══ DATA SUPPLIED ══

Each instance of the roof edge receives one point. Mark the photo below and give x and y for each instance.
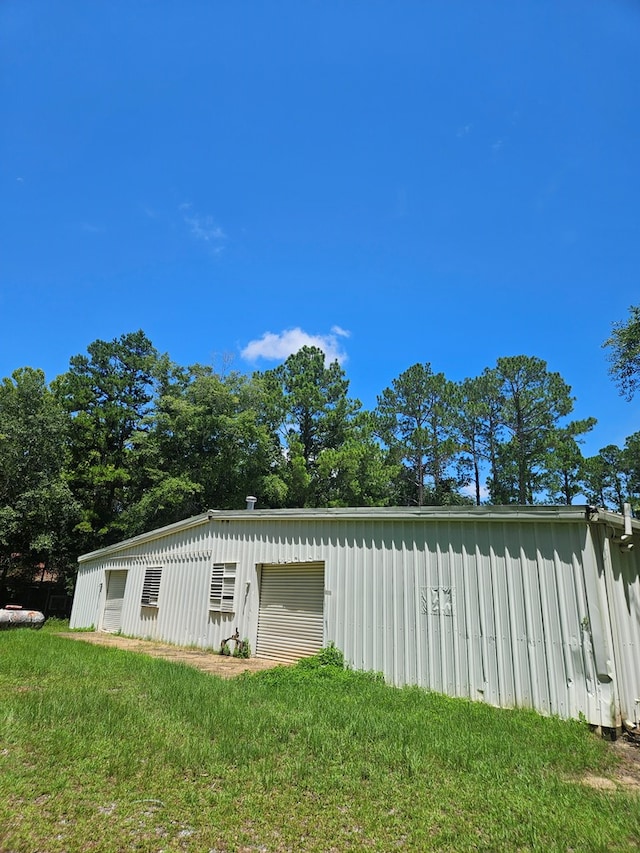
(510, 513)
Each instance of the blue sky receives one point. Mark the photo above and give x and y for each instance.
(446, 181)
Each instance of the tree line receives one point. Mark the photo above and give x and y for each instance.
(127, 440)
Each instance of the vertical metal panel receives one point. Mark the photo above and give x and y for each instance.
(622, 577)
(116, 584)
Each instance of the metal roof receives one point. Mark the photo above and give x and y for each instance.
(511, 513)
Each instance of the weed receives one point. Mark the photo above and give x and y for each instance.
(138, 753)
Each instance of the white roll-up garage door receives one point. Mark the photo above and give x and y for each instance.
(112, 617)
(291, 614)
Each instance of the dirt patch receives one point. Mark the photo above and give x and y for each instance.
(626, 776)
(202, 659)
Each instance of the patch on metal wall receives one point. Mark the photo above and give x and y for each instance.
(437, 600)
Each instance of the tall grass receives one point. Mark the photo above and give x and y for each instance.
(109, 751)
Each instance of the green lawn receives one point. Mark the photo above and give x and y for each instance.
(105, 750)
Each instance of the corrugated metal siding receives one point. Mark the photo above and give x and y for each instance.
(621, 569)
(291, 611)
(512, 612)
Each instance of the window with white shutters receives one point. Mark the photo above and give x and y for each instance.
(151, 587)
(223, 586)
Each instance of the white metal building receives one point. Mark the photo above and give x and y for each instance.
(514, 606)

═══

WHAT YOU ARE ASKED TO DO >>
Print the entries above exactly, taking out only the pictures.

WRITTEN SOLUTION >>
Each instance of the roof edge receives one point. Mark the photo below and give x and y for each instance.
(510, 513)
Each instance of the blue sky receives one point. Mark the photo above and give x and y for each instance.
(446, 181)
Each instance of the tree line receives one point. Mark the photo above and give x and y for each instance.
(127, 440)
Each instance of the vertical metal panel receives one point. Mark the photo above and give x and y for each instance.
(622, 577)
(116, 584)
Each instance of the metal roof receives one point. Mark the photo above and give x and y for each instance.
(511, 513)
Each instance of the weed receives one point. Mark the photo above and give x and y for each instance.
(138, 753)
Each instance of the white roll-up garage door receives one point. Mark the photo above and give x and y for each instance.
(112, 617)
(291, 614)
Each instance of the dirt patch receives one point. Mark the photo above and give x and y for each instance.
(626, 776)
(202, 659)
Each instance of the patch on metal wall receives one point. Mark the photo above and give x and y for each instance.
(437, 600)
Each instance of the tall grass receives one point. Mark the photo above and give x and y for each instance.
(109, 751)
Each instance of the green lawn receives one point. Mark the photo above and give x and y for each instance.
(105, 750)
Each instance of the corrugated metal siding receives one point. Mark the photo above and give x and y for each instance.
(621, 569)
(291, 611)
(512, 612)
Each instance of the window with white shutters receives one point. Mark the photo above and give x and y for each instance.
(151, 587)
(223, 586)
Each instance of the white metal building receives one point. Mark the photo above and give x and y for each instance.
(514, 606)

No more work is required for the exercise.